▸ WHAT THE TASK ASKS
Return every line of the listing below that contains the string "bugs". Matching is case-sensitive.
==== PROVIDED DATA ====
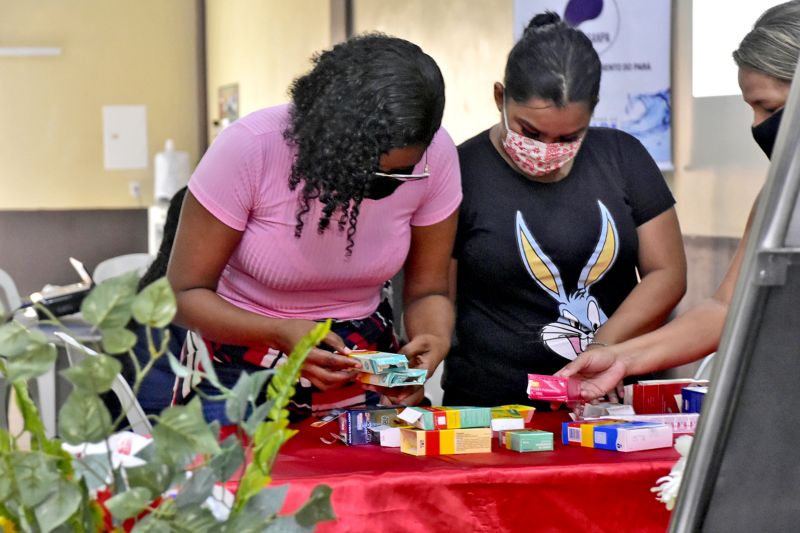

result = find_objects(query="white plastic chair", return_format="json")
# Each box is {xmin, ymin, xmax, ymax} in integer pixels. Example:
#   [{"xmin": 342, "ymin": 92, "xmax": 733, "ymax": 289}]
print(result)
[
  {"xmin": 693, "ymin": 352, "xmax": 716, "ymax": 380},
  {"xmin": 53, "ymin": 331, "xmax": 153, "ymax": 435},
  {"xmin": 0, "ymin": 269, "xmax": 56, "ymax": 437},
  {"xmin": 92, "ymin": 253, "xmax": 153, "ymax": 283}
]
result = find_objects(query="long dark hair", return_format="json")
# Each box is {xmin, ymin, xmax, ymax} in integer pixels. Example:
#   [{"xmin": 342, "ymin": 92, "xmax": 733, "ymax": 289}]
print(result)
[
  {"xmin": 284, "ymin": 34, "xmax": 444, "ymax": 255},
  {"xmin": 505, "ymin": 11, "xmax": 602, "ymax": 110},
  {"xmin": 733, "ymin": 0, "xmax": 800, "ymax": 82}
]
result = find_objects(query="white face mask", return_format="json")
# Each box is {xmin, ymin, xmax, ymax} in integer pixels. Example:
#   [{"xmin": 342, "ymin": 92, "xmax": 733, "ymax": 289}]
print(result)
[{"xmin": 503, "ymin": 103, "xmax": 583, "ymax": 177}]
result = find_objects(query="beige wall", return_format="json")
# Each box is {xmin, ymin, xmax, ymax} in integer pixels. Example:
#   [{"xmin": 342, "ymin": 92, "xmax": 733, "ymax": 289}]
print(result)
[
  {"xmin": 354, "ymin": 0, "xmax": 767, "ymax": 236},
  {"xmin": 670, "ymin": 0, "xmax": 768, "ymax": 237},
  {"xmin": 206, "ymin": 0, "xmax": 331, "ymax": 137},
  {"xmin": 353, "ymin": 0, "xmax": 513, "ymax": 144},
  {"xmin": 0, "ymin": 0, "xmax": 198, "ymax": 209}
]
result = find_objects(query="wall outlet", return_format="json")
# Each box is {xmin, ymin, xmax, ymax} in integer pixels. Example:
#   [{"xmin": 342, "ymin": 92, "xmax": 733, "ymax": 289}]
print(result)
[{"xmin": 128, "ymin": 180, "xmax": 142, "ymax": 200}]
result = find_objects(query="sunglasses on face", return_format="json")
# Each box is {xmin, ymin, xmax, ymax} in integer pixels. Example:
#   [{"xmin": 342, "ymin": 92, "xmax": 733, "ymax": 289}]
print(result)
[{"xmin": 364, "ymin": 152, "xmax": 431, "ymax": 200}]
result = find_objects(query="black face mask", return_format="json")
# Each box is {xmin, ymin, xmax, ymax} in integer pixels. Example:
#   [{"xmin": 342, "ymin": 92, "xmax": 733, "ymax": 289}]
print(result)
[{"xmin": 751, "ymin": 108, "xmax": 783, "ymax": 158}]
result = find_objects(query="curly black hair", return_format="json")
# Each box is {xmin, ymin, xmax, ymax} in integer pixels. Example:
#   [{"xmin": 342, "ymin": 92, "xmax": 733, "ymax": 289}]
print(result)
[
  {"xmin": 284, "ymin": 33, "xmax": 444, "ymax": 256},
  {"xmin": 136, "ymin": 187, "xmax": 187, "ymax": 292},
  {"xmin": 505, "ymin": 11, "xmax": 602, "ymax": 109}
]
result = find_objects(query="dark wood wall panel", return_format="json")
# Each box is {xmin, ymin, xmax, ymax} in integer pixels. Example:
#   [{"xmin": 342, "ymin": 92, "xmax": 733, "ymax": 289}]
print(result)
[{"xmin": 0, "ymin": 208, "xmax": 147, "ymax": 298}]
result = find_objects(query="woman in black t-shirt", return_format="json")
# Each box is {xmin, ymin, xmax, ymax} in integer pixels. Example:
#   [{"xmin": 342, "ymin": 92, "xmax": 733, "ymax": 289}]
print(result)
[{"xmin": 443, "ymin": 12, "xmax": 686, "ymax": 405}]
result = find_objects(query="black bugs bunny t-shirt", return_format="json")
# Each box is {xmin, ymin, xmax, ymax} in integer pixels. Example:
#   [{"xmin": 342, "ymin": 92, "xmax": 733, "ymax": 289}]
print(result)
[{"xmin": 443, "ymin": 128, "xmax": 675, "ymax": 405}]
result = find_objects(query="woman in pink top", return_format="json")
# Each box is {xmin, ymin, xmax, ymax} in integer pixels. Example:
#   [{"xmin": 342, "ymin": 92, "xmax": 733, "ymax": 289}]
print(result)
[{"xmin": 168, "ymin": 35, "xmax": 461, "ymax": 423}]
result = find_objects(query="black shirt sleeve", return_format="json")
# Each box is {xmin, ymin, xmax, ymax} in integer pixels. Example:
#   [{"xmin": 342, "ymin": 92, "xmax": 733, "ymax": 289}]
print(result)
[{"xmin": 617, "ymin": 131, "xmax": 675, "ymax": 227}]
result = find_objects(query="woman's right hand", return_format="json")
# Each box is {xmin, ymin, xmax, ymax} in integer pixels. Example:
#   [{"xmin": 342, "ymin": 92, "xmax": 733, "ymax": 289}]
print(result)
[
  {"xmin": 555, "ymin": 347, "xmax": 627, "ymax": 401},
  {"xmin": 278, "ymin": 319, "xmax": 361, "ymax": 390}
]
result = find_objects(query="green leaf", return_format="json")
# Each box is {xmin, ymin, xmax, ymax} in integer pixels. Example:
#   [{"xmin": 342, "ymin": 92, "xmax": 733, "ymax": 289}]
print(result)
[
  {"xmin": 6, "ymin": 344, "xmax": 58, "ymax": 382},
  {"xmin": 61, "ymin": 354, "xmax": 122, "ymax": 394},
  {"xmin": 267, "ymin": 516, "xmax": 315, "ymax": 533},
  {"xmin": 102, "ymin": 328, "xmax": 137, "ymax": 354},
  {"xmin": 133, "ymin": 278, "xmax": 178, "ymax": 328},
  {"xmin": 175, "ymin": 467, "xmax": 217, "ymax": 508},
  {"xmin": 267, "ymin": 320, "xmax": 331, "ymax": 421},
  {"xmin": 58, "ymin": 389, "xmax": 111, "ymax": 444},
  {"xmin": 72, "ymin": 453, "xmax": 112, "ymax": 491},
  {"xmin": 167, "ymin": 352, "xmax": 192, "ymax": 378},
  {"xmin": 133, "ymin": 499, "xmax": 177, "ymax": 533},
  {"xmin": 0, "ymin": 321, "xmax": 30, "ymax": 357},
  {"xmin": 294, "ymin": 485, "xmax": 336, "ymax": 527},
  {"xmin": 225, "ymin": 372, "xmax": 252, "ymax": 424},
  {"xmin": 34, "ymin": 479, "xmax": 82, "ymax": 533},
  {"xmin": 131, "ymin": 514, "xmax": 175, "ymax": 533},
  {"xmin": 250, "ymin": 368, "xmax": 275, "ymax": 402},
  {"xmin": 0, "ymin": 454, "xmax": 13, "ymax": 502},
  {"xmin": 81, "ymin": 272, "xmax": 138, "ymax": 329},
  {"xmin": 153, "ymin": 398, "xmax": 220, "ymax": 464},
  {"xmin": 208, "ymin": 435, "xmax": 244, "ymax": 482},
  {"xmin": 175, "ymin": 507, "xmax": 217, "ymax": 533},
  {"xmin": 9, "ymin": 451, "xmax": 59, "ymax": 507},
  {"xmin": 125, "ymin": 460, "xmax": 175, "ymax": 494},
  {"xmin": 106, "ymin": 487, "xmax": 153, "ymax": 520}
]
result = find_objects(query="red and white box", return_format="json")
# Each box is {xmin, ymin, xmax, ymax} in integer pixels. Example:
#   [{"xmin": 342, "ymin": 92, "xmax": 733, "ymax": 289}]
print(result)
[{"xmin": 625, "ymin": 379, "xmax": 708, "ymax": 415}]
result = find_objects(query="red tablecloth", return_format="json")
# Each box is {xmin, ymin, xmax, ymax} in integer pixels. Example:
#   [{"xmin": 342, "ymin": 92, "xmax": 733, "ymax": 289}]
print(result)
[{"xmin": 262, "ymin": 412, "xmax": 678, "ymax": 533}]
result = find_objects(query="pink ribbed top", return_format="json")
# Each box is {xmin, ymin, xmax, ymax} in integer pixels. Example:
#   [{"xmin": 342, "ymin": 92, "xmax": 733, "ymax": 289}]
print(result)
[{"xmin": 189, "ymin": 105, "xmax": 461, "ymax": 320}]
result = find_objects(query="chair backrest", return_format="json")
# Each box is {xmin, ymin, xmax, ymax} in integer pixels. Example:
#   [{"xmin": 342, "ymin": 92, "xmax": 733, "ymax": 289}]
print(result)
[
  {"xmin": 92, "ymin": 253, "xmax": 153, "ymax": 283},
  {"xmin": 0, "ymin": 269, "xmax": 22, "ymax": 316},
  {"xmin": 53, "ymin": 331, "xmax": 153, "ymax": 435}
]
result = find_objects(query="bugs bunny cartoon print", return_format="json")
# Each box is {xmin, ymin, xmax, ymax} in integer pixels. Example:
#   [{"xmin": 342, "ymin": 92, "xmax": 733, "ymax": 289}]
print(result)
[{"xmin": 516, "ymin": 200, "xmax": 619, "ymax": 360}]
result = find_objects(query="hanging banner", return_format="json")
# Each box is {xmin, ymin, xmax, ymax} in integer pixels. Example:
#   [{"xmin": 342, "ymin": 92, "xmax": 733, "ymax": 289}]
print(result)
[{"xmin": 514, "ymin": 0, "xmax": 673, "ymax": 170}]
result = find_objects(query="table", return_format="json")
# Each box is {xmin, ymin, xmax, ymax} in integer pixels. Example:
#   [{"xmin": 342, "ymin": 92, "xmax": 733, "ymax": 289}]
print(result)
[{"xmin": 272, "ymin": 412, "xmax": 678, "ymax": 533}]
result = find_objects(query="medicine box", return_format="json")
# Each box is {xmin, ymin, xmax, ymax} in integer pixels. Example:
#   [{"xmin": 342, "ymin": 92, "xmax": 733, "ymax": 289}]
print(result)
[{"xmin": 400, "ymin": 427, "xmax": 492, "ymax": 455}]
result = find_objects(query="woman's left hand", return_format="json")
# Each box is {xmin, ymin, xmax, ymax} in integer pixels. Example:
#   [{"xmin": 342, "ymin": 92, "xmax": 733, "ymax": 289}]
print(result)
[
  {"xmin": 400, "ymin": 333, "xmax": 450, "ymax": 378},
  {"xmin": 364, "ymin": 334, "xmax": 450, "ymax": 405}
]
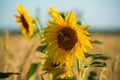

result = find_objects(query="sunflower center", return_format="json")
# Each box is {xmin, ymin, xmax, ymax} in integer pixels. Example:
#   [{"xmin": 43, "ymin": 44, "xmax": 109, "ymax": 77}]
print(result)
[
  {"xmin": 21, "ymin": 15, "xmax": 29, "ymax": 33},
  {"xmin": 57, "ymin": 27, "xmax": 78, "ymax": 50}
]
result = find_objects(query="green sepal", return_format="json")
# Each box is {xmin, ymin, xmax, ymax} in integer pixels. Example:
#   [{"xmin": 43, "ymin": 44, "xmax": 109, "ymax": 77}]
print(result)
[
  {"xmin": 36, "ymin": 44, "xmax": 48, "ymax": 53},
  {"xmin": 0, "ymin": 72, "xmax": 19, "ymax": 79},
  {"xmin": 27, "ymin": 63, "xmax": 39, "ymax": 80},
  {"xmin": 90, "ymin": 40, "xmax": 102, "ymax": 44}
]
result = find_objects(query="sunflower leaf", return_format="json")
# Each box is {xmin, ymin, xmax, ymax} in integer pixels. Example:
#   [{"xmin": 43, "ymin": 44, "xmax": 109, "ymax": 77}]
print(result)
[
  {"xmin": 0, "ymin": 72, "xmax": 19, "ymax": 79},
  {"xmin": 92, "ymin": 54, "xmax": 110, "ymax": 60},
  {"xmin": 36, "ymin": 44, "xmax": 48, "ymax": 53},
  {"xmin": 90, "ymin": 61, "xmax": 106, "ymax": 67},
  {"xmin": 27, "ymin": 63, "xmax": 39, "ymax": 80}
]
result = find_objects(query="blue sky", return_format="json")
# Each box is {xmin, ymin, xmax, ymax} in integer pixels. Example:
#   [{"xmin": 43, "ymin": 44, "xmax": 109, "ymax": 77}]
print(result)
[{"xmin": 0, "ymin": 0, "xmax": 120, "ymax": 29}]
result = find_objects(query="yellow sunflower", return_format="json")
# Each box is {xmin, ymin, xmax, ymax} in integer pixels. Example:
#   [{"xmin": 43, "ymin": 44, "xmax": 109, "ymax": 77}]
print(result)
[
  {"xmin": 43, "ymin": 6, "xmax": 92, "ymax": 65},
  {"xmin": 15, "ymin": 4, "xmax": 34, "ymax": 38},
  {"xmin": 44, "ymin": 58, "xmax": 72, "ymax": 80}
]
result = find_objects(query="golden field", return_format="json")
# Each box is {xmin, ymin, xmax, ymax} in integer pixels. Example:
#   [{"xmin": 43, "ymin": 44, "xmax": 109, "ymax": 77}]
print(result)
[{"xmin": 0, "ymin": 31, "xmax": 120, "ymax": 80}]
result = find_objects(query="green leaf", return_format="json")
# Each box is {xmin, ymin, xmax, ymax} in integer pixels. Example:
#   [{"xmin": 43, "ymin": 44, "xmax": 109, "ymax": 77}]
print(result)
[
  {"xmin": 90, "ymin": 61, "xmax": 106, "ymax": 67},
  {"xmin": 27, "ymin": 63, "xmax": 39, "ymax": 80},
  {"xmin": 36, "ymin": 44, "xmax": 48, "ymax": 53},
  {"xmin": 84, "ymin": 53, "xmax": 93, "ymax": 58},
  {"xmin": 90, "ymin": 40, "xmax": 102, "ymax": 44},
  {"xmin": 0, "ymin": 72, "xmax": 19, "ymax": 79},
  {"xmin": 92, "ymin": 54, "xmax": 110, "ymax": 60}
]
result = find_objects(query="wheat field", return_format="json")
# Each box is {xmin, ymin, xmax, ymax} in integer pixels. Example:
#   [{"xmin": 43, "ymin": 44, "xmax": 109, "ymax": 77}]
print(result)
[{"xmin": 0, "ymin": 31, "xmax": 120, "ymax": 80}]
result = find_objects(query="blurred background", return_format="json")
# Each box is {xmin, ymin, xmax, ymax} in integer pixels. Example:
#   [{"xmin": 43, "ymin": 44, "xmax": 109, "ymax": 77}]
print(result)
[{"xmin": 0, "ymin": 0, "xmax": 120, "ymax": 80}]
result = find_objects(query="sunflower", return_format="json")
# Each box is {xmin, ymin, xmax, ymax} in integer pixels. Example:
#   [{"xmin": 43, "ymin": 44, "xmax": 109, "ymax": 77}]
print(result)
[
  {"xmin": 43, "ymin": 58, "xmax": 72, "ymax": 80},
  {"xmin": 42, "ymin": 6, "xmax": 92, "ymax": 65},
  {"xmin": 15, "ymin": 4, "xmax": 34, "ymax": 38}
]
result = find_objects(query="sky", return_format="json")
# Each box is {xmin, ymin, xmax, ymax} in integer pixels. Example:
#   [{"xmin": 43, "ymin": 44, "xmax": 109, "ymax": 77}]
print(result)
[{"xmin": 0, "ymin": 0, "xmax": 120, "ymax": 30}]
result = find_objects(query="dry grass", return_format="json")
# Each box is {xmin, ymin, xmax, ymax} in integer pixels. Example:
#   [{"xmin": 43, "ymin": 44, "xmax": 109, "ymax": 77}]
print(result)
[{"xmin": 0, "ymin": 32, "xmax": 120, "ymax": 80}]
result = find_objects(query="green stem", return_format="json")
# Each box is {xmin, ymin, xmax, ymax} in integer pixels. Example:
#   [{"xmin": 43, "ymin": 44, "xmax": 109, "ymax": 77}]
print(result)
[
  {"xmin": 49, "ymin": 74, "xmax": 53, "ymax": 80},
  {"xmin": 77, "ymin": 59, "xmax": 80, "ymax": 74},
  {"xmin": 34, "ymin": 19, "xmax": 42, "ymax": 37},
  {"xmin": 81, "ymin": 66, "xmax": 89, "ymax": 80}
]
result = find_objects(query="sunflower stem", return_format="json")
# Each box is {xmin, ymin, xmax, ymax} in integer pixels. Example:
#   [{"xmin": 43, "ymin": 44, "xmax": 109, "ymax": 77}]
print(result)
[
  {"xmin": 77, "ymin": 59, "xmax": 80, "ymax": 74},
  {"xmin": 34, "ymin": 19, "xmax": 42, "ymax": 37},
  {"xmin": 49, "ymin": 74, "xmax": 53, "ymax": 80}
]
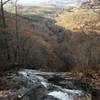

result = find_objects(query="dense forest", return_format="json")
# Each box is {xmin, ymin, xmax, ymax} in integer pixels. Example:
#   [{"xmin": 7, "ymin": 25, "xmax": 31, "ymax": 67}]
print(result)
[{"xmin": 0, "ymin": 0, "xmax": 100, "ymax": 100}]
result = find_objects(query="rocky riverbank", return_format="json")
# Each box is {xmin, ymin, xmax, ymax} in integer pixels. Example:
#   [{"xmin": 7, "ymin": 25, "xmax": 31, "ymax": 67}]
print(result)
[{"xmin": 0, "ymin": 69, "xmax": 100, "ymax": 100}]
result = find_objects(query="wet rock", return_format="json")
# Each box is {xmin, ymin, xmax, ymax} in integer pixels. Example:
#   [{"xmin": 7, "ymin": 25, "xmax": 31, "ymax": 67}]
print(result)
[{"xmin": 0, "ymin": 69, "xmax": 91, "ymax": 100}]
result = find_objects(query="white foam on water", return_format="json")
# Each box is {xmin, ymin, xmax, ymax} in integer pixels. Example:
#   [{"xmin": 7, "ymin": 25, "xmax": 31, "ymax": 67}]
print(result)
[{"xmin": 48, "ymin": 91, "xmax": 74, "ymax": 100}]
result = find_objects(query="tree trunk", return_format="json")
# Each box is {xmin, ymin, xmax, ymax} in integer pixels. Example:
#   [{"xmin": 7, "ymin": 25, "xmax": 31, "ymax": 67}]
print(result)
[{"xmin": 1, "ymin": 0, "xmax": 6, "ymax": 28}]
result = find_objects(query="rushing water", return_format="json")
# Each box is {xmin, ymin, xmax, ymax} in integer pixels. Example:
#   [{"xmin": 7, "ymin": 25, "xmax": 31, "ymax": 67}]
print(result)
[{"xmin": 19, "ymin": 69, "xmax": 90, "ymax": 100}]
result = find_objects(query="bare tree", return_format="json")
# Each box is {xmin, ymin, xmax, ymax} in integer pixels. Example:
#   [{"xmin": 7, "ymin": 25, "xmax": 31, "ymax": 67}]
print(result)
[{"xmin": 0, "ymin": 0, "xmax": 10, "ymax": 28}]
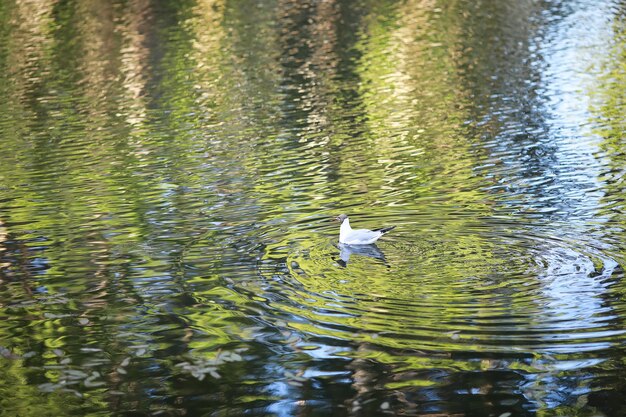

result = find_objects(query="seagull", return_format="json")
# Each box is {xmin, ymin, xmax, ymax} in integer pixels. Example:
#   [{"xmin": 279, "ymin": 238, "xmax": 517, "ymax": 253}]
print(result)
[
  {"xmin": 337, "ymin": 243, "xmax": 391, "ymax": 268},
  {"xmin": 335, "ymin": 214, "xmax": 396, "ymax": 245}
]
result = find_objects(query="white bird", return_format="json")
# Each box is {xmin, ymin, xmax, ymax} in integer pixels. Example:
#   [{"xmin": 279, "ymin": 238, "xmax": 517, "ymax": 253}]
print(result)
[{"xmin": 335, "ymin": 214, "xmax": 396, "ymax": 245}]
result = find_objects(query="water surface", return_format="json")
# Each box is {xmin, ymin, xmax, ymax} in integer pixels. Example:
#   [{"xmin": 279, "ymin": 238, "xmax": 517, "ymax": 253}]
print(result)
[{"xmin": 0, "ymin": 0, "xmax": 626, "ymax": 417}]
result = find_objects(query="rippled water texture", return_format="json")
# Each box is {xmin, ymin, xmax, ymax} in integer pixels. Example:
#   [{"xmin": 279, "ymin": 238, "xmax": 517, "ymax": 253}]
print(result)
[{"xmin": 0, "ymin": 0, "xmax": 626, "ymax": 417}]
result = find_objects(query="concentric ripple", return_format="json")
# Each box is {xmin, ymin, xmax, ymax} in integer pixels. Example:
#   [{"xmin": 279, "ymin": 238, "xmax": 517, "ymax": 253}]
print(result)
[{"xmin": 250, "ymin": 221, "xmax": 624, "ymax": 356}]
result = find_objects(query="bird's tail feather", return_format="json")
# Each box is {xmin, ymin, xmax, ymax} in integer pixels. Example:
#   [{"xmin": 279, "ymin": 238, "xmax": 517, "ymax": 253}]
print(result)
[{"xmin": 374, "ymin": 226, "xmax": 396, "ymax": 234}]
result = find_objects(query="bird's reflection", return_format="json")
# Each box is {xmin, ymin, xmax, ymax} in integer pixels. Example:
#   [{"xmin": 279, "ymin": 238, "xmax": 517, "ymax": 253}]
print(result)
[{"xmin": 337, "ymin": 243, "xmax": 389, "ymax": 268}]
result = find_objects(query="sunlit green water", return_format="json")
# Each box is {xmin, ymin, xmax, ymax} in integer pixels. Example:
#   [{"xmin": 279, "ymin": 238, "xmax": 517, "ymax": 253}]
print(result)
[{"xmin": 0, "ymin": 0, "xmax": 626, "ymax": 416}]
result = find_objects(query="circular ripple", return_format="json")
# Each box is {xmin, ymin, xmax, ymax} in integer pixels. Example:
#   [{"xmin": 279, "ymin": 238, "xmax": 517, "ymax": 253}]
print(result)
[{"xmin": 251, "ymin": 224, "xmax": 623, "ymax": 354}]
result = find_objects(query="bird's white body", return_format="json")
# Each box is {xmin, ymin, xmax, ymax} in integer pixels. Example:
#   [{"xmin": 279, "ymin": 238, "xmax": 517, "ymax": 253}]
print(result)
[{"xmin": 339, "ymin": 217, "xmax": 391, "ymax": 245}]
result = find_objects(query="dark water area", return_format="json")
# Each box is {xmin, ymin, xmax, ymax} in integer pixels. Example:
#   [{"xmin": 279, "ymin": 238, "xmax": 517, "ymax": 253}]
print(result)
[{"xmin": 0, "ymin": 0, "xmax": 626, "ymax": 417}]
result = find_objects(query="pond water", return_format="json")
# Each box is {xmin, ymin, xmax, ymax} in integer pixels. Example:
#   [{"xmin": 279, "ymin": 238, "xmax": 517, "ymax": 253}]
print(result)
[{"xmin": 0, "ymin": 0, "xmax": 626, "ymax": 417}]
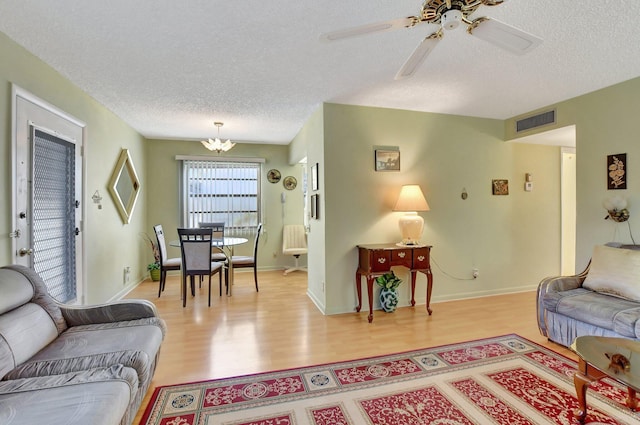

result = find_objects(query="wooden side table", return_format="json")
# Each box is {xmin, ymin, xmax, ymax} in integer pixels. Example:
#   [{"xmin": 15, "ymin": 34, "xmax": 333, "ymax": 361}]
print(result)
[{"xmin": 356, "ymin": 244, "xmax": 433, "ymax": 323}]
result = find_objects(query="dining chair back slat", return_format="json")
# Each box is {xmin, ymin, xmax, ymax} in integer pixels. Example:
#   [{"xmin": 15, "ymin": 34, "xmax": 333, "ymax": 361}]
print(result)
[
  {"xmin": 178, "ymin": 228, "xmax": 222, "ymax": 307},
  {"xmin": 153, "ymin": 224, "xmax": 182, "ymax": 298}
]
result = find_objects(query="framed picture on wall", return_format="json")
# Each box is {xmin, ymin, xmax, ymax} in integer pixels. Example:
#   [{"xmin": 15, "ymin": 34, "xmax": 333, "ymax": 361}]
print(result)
====
▸ CORRECT RESPONSE
result = find_objects(query="black bugs bunny t-shirt", return_format="json")
result = find_objects(query="bugs bunny cartoon print", return_format="json")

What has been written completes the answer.